[Work required]
Pull out every line in the material below that contains the word "curb".
======== Record excerpts ========
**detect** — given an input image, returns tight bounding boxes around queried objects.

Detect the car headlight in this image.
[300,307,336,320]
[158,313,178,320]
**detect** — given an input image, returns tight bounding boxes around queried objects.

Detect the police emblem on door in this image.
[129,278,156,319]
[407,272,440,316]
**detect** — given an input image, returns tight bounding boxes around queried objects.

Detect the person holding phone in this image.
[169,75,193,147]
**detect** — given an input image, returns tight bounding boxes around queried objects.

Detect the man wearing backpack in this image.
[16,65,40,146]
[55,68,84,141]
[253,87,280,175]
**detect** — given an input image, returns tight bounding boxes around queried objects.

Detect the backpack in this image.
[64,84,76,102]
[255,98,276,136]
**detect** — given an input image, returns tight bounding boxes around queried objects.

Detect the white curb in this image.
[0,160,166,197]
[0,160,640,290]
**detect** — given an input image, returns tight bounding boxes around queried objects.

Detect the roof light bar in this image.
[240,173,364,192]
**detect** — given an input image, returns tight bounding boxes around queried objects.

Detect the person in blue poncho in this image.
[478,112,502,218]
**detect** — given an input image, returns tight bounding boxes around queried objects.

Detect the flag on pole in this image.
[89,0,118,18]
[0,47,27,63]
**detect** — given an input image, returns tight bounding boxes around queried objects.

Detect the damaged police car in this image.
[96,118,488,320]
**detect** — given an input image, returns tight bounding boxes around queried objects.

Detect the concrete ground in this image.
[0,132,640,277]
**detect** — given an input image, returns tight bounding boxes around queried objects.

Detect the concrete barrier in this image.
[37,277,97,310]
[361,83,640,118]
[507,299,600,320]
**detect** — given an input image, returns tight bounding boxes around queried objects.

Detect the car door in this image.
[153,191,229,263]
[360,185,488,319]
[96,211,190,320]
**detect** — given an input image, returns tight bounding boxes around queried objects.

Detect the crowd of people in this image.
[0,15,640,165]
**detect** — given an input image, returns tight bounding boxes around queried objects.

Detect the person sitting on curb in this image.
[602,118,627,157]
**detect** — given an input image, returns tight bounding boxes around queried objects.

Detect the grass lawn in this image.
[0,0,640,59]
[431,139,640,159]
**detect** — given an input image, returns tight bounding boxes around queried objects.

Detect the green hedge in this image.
========
[Answer to this problem]
Detect the white curb in this image.
Detect the person sitting on curb in this image.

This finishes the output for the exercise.